Premier article d'une série sur l'art digital du Portoricain Omar Banuchi.
Le 11 février, à deux jours de la Saint-Valentin, une série d”images [en espagnol] aussi colorées qu'étranges a commencé à circuler sur les réseaux sociaux. En fait, il s'agit de différentes cartes postales qui continuent à réapparaître dans mon fil d'information, partagées à maintes reprises par mes relations Facebook. Une d'elles représente un gros plan d'un médium pointant vers le spectateur. Ce qui frappe l'oeil, c'est le rouge foncé de l'ongle verni, et ce même rouge est sur le coeur de la bague visible sur le dessin. Les fonds sont lumineux et vifs ; les lignes, d'une carte à l'autre, suivent le même trait épais.
Quelques-unes de ces cartes portent un message, comme si c'était un mème bizarre se moquant d'une carte de voeux de la marque Hallmark. Voilà, par exemple, une carte avec
- le chat couleur vert néon [es] qui se lèche entre les pattes, avec une bulle qui serait tout à fait à l'aise dans n'importe quelle BD et qui proclame : “Cette Saint-Valentin ne sera pas si nulle après tout…”.
Sur une autre carte, un animal fantastique vert [es] avec une trompe d'éléphant et les yeux démesurés – sur un fond jaune auquel le mot “criard” ne fait pas justice – se promène sous la devise “l'amour animal est ce qu'il est”.
Entre-temps, la page Facebook de l'artiste [es], qui a mis ces cartes en circulation, déclare : “Elles sont un peu vieilles, je le sais. J'ai toujours eu envie d'en faire de nouvelles, mais bon… Utilisez-les sagement. Téléchargez et partagez”.
Bienvenue dans le monde d'Omar Banuchi. La sensibilité, la manière de prendre une distance ironique pour se moquer de l'amour lors de la journée nationale des cartes postales et des chocolats bon marché et au même temps l'hommage au sentiment, continuent d'être la signature de l'artiste. D'ordinaire, ses dessins laissent la même impression légèrement fantasmagorique, comme si l'on pouvait accéder à la vraie image de ses sujets en décortiquant tout simplement cette couche du pop clairement tracé qui ne cesse jamais d'être joueuse. Mais c'est sur la surface que son art oeuvre, soit la surface brillante saturée de couleurs complémentaires, soit la surface de la tablette de la marque Wacom qui lui sert de canevas. Banuchi est un illustrateur numérique et son métier se nourrit des outils apportés par les nouveaux médias. Ce qui est sûr, c'est que sous la plupart de ses oeuvres il y a une photo ou un photomontage, sur lesquels l'artiste a dessiné ou peint.

- - -

**TÂCHE À RÉALISER:**
Répondez aux questions suivantes d'après l'article sur Omar Banuchi :
1. À quelle date la série d'images a-t-elle commencé à circuler sur les réseaux sociaux ?
2. De quelle couleur est le chat qui se lèche entre les pattes ?
3. Quelle tablette sert de canevas à l'artiste ?

**DONNÉES ENREGISTRÉES:**
- - -

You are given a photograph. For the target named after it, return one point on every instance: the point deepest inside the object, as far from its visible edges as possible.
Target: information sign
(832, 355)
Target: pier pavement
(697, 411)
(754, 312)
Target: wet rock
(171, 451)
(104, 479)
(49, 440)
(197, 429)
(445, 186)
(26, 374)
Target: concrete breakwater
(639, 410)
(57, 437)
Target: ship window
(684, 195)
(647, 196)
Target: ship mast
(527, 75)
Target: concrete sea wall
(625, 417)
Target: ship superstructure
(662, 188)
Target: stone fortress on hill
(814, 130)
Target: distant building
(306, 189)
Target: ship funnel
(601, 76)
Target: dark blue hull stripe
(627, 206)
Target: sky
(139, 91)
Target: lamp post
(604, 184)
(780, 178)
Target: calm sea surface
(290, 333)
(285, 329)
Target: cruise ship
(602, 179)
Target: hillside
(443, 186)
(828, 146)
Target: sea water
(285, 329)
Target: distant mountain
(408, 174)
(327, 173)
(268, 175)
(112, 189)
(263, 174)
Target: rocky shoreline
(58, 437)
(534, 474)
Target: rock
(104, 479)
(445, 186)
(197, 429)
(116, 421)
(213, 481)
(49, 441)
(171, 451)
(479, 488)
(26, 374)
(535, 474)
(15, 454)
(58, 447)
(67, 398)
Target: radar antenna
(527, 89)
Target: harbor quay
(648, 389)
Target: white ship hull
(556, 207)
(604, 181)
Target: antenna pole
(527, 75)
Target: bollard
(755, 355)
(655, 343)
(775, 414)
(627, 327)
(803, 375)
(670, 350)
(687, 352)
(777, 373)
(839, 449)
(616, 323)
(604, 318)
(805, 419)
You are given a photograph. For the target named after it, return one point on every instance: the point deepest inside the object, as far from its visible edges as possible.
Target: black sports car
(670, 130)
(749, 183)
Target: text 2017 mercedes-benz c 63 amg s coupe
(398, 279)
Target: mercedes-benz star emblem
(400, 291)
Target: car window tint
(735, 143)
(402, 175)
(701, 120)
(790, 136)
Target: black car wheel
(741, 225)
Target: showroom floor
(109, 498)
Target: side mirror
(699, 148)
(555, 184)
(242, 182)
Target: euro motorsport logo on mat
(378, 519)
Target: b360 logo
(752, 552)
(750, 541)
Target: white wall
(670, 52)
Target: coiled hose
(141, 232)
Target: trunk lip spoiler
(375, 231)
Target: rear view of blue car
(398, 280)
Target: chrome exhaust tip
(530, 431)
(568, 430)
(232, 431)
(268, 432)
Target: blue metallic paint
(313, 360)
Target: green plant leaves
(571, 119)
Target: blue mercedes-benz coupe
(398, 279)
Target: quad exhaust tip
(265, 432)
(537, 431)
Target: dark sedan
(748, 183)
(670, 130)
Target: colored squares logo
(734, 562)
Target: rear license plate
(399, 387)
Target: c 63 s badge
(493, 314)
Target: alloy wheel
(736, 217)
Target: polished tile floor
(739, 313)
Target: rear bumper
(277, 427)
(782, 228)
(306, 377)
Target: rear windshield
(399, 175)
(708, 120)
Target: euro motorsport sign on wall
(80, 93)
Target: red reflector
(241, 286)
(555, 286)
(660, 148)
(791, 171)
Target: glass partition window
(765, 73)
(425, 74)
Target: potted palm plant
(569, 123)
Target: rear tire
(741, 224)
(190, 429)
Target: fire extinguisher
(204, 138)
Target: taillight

- - -

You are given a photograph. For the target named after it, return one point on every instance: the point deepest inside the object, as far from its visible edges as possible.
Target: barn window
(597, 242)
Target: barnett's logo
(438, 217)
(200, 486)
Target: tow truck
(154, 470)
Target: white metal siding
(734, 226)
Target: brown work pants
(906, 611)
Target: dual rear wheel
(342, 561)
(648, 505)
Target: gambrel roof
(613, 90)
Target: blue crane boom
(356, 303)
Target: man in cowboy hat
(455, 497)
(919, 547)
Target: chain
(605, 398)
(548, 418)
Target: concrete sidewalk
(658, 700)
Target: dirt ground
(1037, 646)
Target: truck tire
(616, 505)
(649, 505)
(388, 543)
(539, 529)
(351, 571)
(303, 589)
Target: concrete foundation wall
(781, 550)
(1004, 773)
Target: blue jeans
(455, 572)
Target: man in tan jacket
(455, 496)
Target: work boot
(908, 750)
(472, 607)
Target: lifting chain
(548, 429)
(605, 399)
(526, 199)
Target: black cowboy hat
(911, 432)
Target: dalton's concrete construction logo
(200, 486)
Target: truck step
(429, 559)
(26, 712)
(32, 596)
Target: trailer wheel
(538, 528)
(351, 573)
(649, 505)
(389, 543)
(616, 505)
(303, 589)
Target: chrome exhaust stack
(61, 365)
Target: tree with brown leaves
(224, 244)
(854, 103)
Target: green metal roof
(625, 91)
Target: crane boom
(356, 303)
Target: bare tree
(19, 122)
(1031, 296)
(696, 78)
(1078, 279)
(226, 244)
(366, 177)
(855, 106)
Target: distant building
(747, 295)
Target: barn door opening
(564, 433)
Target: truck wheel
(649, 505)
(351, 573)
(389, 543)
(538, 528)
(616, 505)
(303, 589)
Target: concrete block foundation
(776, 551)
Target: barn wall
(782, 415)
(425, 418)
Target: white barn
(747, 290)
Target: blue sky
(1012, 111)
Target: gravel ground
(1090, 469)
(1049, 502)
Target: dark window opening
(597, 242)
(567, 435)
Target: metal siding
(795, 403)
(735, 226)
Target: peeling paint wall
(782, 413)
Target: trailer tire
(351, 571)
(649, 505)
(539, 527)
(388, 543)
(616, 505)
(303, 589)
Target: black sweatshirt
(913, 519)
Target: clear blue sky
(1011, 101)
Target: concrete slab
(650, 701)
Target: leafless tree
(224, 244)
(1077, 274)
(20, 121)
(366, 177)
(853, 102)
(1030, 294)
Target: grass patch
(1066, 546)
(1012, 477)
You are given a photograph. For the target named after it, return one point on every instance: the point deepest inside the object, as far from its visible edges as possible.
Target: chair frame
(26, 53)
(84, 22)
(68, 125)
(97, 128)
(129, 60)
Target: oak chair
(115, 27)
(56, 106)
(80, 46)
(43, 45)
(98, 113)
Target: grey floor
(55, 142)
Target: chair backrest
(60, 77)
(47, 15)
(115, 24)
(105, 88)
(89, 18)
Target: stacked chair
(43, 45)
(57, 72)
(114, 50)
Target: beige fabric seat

- - -

**SOLUTION:**
1. Le 11 février.
2. Vert néon.
3. Une tablette de la marque Wacom.